[Image point grounding data]

*** Begin section ***

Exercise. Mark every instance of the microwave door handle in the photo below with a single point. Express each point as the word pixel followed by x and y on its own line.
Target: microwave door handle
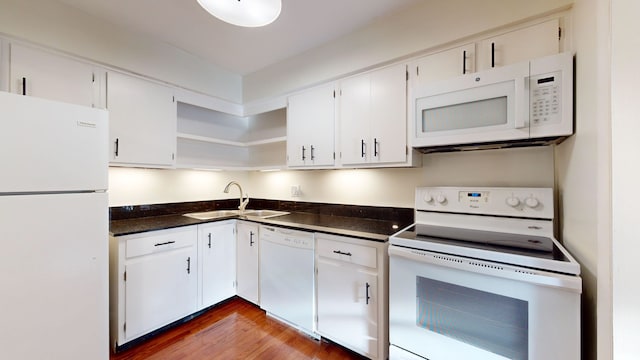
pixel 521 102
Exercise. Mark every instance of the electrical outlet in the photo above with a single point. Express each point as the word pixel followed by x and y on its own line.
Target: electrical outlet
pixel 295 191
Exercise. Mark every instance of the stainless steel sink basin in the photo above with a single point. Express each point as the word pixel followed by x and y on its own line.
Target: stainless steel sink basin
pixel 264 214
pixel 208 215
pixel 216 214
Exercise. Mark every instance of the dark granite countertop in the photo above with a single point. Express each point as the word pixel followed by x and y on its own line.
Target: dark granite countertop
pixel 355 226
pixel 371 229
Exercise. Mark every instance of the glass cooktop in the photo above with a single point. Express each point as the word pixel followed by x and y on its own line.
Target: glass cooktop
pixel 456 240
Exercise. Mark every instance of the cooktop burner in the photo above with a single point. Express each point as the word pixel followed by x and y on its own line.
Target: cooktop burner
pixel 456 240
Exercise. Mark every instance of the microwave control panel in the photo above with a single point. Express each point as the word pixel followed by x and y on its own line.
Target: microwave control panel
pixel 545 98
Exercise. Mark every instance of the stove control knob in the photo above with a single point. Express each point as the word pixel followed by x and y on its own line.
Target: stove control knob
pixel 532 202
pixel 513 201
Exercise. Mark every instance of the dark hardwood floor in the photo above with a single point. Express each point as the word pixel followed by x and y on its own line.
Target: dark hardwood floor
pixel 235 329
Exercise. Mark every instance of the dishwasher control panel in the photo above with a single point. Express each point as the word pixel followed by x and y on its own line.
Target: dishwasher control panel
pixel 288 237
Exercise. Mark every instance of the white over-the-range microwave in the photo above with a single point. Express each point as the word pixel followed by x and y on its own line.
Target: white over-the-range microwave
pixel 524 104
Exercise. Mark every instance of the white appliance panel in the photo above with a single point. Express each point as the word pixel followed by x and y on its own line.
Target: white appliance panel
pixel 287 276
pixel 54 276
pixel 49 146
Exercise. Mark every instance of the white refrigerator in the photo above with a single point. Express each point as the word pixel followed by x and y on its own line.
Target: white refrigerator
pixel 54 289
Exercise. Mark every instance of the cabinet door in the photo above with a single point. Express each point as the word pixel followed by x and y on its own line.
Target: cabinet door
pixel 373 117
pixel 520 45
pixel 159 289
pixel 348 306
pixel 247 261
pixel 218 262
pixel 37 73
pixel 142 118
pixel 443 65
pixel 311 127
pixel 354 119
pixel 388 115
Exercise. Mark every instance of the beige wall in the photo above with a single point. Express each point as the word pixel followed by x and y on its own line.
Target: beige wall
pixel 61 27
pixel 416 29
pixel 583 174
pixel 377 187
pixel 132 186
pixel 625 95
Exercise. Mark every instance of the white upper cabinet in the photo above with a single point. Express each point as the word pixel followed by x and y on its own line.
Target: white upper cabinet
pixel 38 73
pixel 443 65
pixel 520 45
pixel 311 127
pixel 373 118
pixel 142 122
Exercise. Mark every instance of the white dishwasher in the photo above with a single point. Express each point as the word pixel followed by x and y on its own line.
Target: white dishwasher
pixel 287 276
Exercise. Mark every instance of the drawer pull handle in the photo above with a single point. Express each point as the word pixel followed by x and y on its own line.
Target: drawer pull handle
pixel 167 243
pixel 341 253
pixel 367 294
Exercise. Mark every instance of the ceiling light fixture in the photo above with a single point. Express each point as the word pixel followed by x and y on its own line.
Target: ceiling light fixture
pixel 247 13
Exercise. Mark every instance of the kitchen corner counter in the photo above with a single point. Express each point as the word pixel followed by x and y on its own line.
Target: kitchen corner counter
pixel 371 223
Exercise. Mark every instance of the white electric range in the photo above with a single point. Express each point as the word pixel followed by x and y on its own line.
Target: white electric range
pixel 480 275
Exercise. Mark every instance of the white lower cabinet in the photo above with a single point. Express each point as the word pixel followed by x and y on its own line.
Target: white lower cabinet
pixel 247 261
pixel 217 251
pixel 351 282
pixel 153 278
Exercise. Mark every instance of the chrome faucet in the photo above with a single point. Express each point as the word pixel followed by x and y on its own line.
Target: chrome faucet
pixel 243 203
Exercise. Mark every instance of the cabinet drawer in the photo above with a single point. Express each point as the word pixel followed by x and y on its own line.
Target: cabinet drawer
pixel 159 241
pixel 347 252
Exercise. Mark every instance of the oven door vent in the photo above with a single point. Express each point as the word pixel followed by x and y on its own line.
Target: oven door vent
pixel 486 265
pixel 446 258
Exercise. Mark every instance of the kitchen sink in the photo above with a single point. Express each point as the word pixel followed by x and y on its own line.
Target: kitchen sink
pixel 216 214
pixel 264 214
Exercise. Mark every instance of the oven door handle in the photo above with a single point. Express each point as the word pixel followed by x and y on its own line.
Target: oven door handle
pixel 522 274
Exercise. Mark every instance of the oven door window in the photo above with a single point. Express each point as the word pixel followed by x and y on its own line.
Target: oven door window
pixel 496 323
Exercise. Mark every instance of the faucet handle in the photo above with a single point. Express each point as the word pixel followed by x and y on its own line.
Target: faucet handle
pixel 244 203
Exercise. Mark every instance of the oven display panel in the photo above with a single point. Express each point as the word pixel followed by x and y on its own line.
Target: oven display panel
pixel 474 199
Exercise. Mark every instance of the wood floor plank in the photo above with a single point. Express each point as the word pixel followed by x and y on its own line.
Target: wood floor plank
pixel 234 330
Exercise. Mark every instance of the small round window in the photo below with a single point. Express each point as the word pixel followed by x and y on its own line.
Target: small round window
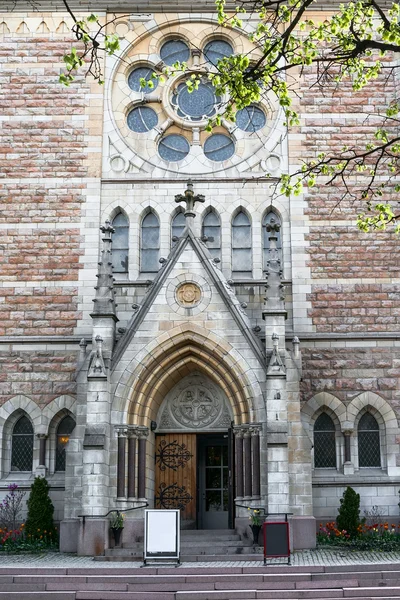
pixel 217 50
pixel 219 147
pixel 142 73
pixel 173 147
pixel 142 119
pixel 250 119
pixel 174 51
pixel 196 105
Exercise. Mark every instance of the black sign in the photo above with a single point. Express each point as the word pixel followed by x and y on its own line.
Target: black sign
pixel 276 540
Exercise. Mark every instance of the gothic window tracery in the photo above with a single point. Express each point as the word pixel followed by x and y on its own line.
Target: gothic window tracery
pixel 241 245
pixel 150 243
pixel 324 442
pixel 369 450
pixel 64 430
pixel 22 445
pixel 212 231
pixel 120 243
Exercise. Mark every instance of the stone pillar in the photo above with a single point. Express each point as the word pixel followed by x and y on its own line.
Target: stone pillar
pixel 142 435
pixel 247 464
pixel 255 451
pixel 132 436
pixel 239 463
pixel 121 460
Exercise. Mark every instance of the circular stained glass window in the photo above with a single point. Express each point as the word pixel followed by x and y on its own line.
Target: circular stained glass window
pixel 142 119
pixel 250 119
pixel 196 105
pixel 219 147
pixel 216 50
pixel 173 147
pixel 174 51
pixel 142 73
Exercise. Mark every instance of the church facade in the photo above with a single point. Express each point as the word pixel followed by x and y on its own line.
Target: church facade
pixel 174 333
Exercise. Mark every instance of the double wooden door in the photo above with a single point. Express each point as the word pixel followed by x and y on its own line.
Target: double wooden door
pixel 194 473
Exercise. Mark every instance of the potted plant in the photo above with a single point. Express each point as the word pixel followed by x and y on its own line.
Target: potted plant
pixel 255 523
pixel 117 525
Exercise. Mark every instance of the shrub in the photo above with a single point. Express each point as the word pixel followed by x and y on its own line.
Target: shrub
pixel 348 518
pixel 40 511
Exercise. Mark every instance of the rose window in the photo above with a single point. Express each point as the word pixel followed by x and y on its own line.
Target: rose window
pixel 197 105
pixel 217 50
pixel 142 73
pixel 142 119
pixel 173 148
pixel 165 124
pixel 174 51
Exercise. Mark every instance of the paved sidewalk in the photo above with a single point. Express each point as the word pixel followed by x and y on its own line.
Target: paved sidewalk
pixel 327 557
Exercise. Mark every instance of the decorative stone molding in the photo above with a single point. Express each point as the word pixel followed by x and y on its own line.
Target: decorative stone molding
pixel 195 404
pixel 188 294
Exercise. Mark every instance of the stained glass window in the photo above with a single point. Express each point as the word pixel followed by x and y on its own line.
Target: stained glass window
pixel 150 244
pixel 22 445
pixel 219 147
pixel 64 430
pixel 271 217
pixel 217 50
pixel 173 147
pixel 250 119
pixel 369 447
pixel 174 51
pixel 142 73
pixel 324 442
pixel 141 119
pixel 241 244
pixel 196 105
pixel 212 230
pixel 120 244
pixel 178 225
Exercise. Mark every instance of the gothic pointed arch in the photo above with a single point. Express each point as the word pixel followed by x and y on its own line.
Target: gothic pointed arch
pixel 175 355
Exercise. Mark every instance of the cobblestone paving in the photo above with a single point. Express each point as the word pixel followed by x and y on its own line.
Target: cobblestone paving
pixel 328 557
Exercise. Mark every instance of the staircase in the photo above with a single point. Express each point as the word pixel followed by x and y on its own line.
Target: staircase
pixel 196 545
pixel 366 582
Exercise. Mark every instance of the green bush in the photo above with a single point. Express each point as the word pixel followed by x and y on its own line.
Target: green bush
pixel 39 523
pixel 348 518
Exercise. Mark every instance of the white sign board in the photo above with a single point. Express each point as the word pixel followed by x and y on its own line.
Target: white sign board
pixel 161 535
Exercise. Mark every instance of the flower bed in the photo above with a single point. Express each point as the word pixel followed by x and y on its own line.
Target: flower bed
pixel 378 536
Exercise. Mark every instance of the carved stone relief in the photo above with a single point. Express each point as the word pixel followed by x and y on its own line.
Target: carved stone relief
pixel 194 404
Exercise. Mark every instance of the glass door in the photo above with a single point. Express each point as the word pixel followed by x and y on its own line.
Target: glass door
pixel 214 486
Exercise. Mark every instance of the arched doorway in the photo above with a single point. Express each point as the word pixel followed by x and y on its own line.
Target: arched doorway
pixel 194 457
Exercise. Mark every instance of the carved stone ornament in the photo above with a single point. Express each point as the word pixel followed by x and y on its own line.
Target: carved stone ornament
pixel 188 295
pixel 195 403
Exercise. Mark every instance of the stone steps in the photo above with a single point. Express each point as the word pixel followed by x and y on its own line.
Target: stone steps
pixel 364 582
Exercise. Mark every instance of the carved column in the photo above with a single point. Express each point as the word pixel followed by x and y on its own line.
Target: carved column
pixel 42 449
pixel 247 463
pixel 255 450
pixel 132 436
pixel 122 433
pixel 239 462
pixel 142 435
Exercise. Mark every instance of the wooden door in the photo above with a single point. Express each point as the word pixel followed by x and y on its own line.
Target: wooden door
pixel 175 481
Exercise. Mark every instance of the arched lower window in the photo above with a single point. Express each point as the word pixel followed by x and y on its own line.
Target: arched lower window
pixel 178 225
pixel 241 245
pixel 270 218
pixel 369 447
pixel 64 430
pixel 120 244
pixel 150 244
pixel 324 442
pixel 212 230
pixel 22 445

*** End section ***

● Task statement
Taking the entries above, print exactly the lines starting at the line with "Target: green bush" and ending at the line with "Exercise. Mark every instance of the arched lower", both included.

● Finished task
Target: green bush
pixel 39 523
pixel 348 518
Exercise. Mark every instance of the white sign board in the photo above with a single point. Express each point as the word pixel followed by x and y on its own line.
Target: white sign board
pixel 161 535
Exercise. Mark every instance of the flower bed in the photo above with a single point. Express each point as the word pixel followed by x and y on its own line.
Target: flower bed
pixel 378 536
Exercise. Mark every instance of the carved stone relief in the photo above with a single point. Express each point as the word pixel followed by x and y on its own line.
Target: carved stone relief
pixel 194 404
Exercise. Mark every instance of the glass door in the photo above with a single point. Express each point as the word pixel followed by x and y on its own line.
Target: glass door
pixel 214 486
Exercise. Mark every instance of the arched doorway in the photo above with a single point. Express each point as the word pixel followed by x and y on its own line.
Target: arched doorway
pixel 194 457
Exercise. Mark every instance of the carved stone ornament in the photo above with a single point. Express each point as the word pixel followed by x and y on its own line.
Target: carved stone ornament
pixel 188 295
pixel 195 403
Exercise. Mark every instance of the stone steps in the photo above with a single point. Express each point as the word pixel followed by x and y on its own line.
Target: stone steps
pixel 364 582
Exercise. Mark every instance of the carved column in the photo above with a single point. Express each point as the word pixel followed by x and y on its own line.
Target: carved column
pixel 42 449
pixel 247 463
pixel 255 450
pixel 132 436
pixel 122 433
pixel 239 462
pixel 142 435
Exercise. Mark every instance of the wooden door in the photo above with a single point. Express each point as the word pixel followed by x and y on its own line.
Target: wooden door
pixel 175 481
Exercise. Mark every instance of the arched lower window in the photo above with a single point. Express each point as the word pixel followed by x and y on its own line.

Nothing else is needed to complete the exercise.